• WHAT TO DO: Copy out each entry below verbatim, skipping the images.

• RECORDS SHOWN:
§

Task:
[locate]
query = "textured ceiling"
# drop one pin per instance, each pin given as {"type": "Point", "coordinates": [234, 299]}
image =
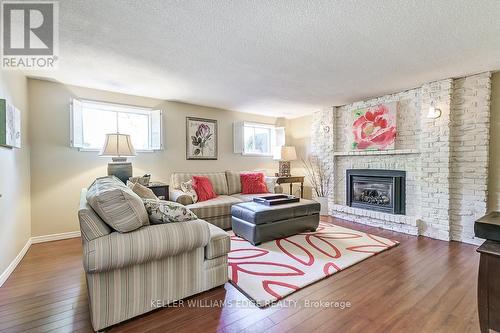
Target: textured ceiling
{"type": "Point", "coordinates": [282, 58]}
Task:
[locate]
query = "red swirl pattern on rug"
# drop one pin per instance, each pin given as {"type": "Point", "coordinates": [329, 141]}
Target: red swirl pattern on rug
{"type": "Point", "coordinates": [297, 261]}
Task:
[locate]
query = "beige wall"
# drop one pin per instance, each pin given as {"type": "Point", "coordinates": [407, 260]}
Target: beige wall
{"type": "Point", "coordinates": [494, 170]}
{"type": "Point", "coordinates": [14, 176]}
{"type": "Point", "coordinates": [298, 134]}
{"type": "Point", "coordinates": [59, 172]}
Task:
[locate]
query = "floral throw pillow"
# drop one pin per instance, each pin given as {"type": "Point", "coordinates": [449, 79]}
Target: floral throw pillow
{"type": "Point", "coordinates": [187, 187]}
{"type": "Point", "coordinates": [161, 211]}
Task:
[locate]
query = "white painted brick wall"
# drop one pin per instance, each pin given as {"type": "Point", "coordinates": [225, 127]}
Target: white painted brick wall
{"type": "Point", "coordinates": [446, 159]}
{"type": "Point", "coordinates": [469, 137]}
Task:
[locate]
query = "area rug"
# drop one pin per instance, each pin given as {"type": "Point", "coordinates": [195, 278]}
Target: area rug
{"type": "Point", "coordinates": [273, 270]}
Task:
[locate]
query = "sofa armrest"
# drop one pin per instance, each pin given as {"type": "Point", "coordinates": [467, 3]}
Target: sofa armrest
{"type": "Point", "coordinates": [181, 197]}
{"type": "Point", "coordinates": [148, 243]}
{"type": "Point", "coordinates": [219, 244]}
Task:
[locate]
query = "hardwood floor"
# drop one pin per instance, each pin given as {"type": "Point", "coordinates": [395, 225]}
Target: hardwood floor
{"type": "Point", "coordinates": [422, 285]}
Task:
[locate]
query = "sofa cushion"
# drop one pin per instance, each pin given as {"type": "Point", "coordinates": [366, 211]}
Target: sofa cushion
{"type": "Point", "coordinates": [161, 211]}
{"type": "Point", "coordinates": [91, 225]}
{"type": "Point", "coordinates": [219, 243]}
{"type": "Point", "coordinates": [150, 243]}
{"type": "Point", "coordinates": [253, 183]}
{"type": "Point", "coordinates": [117, 205]}
{"type": "Point", "coordinates": [142, 191]}
{"type": "Point", "coordinates": [203, 187]}
{"type": "Point", "coordinates": [219, 206]}
{"type": "Point", "coordinates": [218, 180]}
{"type": "Point", "coordinates": [187, 187]}
{"type": "Point", "coordinates": [234, 181]}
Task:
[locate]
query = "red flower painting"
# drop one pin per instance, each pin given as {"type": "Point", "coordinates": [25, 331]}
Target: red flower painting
{"type": "Point", "coordinates": [375, 128]}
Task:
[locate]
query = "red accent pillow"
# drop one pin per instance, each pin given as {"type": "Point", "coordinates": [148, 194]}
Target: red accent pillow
{"type": "Point", "coordinates": [253, 183]}
{"type": "Point", "coordinates": [203, 187]}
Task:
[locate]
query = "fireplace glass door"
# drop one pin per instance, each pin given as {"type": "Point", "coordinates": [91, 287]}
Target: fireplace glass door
{"type": "Point", "coordinates": [373, 193]}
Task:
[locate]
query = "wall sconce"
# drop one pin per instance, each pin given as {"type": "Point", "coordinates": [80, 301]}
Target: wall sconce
{"type": "Point", "coordinates": [325, 128]}
{"type": "Point", "coordinates": [433, 113]}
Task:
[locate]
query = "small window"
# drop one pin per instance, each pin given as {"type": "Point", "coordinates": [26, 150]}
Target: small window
{"type": "Point", "coordinates": [91, 121]}
{"type": "Point", "coordinates": [257, 139]}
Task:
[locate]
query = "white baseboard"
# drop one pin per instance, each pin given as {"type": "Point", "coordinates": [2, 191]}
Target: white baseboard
{"type": "Point", "coordinates": [34, 240]}
{"type": "Point", "coordinates": [53, 237]}
{"type": "Point", "coordinates": [5, 275]}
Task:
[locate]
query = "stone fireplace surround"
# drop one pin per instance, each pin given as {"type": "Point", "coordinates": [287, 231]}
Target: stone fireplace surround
{"type": "Point", "coordinates": [445, 159]}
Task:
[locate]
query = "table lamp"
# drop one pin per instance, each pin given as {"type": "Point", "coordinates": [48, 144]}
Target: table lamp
{"type": "Point", "coordinates": [119, 147]}
{"type": "Point", "coordinates": [287, 154]}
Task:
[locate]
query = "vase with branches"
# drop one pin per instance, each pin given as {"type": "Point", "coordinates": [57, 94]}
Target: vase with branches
{"type": "Point", "coordinates": [320, 179]}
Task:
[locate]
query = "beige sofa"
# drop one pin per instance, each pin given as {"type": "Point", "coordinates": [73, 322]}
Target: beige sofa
{"type": "Point", "coordinates": [131, 273]}
{"type": "Point", "coordinates": [216, 211]}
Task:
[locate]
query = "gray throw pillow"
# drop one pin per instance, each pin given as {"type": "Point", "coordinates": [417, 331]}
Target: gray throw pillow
{"type": "Point", "coordinates": [117, 205]}
{"type": "Point", "coordinates": [161, 211]}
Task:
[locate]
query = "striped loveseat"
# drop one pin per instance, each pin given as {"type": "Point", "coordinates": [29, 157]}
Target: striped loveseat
{"type": "Point", "coordinates": [131, 273]}
{"type": "Point", "coordinates": [227, 186]}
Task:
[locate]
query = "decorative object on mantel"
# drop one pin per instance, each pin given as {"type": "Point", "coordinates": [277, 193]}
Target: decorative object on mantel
{"type": "Point", "coordinates": [119, 147]}
{"type": "Point", "coordinates": [10, 125]}
{"type": "Point", "coordinates": [434, 112]}
{"type": "Point", "coordinates": [374, 128]}
{"type": "Point", "coordinates": [287, 154]}
{"type": "Point", "coordinates": [201, 139]}
{"type": "Point", "coordinates": [320, 180]}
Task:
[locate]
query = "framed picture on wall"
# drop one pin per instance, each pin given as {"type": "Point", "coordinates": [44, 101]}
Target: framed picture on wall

§

• RESULT OF THE EXERCISE:
Task:
[locate]
query = "textured ceiling"
# drop one pin per instance, each pin given as {"type": "Point", "coordinates": [234, 299]}
image =
Target: textured ceiling
{"type": "Point", "coordinates": [282, 58]}
Task:
[locate]
query = "red swirl pattern on rug"
# drop one pin per instance, each pin given as {"type": "Point", "coordinates": [329, 141]}
Target: red swirl pattern on rug
{"type": "Point", "coordinates": [297, 261]}
Task:
[locate]
query = "beige wall"
# drop one pin per instance, each pin given as {"type": "Point", "coordinates": [407, 260]}
Target: beige wall
{"type": "Point", "coordinates": [494, 170]}
{"type": "Point", "coordinates": [14, 176]}
{"type": "Point", "coordinates": [298, 134]}
{"type": "Point", "coordinates": [59, 172]}
Task:
[locate]
query = "floral throw pillow"
# drop one pin per instance, each pin given as {"type": "Point", "coordinates": [449, 79]}
Target: floral throw pillow
{"type": "Point", "coordinates": [187, 187]}
{"type": "Point", "coordinates": [161, 211]}
Task:
[locate]
query = "white painted brick wall"
# drop one pin per instance, each pin given as {"type": "Point", "coordinates": [225, 127]}
Target: white painted brick wall
{"type": "Point", "coordinates": [446, 159]}
{"type": "Point", "coordinates": [469, 137]}
Task:
[locate]
query = "area rug"
# drop one pin per instance, each pin given as {"type": "Point", "coordinates": [195, 278]}
Target: area rug
{"type": "Point", "coordinates": [273, 270]}
Task:
[locate]
query = "sofa armrest"
# drop one pin per instance, each pin given as {"type": "Point", "coordinates": [467, 3]}
Target: sofa armrest
{"type": "Point", "coordinates": [181, 197]}
{"type": "Point", "coordinates": [148, 243]}
{"type": "Point", "coordinates": [219, 244]}
Task:
[locate]
query = "hardwood floor"
# drop one pin per instance, each pin given as {"type": "Point", "coordinates": [395, 225]}
Target: hardwood floor
{"type": "Point", "coordinates": [422, 285]}
Task:
[locate]
query = "sofa cushion"
# drop one pin per instance, each pin given as {"type": "Point", "coordinates": [366, 211]}
Target: sofa cushion
{"type": "Point", "coordinates": [161, 211]}
{"type": "Point", "coordinates": [91, 225]}
{"type": "Point", "coordinates": [219, 243]}
{"type": "Point", "coordinates": [150, 243]}
{"type": "Point", "coordinates": [253, 183]}
{"type": "Point", "coordinates": [117, 205]}
{"type": "Point", "coordinates": [142, 191]}
{"type": "Point", "coordinates": [203, 187]}
{"type": "Point", "coordinates": [219, 206]}
{"type": "Point", "coordinates": [218, 180]}
{"type": "Point", "coordinates": [187, 187]}
{"type": "Point", "coordinates": [234, 181]}
Task:
[locate]
query = "red flower painting"
# drop one pin per instance, each pin given as {"type": "Point", "coordinates": [25, 331]}
Target: red flower painting
{"type": "Point", "coordinates": [375, 128]}
Task:
[locate]
query = "red accent pillow"
# drop one pin per instance, each pin given as {"type": "Point", "coordinates": [148, 194]}
Target: red accent pillow
{"type": "Point", "coordinates": [253, 183]}
{"type": "Point", "coordinates": [203, 187]}
Task:
[locate]
query = "fireplace glass door"
# drop one pin per instance, each pin given as {"type": "Point", "coordinates": [91, 287]}
Target: fireplace glass door
{"type": "Point", "coordinates": [373, 193]}
Task:
[locate]
query = "wall sconce"
# drop one pin per instance, each pin given as {"type": "Point", "coordinates": [80, 301]}
Target: wall sconce
{"type": "Point", "coordinates": [325, 128]}
{"type": "Point", "coordinates": [433, 113]}
Task:
[locate]
query = "small window"
# drop one pin per instance, each pin given as {"type": "Point", "coordinates": [26, 150]}
Target: small window
{"type": "Point", "coordinates": [91, 121]}
{"type": "Point", "coordinates": [257, 139]}
Task:
[locate]
query = "white baseboard"
# drop one pin per instance, each pin given as {"type": "Point", "coordinates": [2, 191]}
Target: white baseboard
{"type": "Point", "coordinates": [34, 240]}
{"type": "Point", "coordinates": [53, 237]}
{"type": "Point", "coordinates": [5, 275]}
Task:
[locate]
query = "stone fireplace surround"
# drop one pin per instance, each pin given as {"type": "Point", "coordinates": [287, 231]}
Target: stone fireplace surround
{"type": "Point", "coordinates": [445, 159]}
Task:
[locate]
query = "table lamp"
# drop one pin per instance, each pin given as {"type": "Point", "coordinates": [48, 144]}
Target: table lamp
{"type": "Point", "coordinates": [119, 147]}
{"type": "Point", "coordinates": [287, 154]}
Task:
[locate]
query = "vase with branches"
# drop one pin per instance, each pin given as {"type": "Point", "coordinates": [57, 94]}
Target: vase with branches
{"type": "Point", "coordinates": [320, 179]}
Task:
[locate]
query = "beige sofa"
# drop one pin per instance, each pin given as {"type": "Point", "coordinates": [73, 322]}
Target: beige sofa
{"type": "Point", "coordinates": [131, 273]}
{"type": "Point", "coordinates": [216, 211]}
Task:
[locate]
query = "gray throw pillow"
# drop one pin per instance, each pin given as {"type": "Point", "coordinates": [417, 331]}
Target: gray throw pillow
{"type": "Point", "coordinates": [117, 205]}
{"type": "Point", "coordinates": [161, 211]}
Task:
[locate]
query = "striped loveseat"
# drop one pin per instance, each pin given as {"type": "Point", "coordinates": [29, 157]}
Target: striped loveseat
{"type": "Point", "coordinates": [131, 273]}
{"type": "Point", "coordinates": [227, 186]}
Task:
[locate]
query = "decorative object on mantel"
# drop one pin per instance, each pin given as {"type": "Point", "coordinates": [277, 193]}
Target: decorative object on mantel
{"type": "Point", "coordinates": [119, 147]}
{"type": "Point", "coordinates": [10, 125]}
{"type": "Point", "coordinates": [434, 112]}
{"type": "Point", "coordinates": [374, 128]}
{"type": "Point", "coordinates": [287, 154]}
{"type": "Point", "coordinates": [201, 139]}
{"type": "Point", "coordinates": [320, 180]}
Task:
[locate]
query = "framed picture on wall"
# drop one pin per instance, each pin given as {"type": "Point", "coordinates": [44, 101]}
Target: framed picture on wall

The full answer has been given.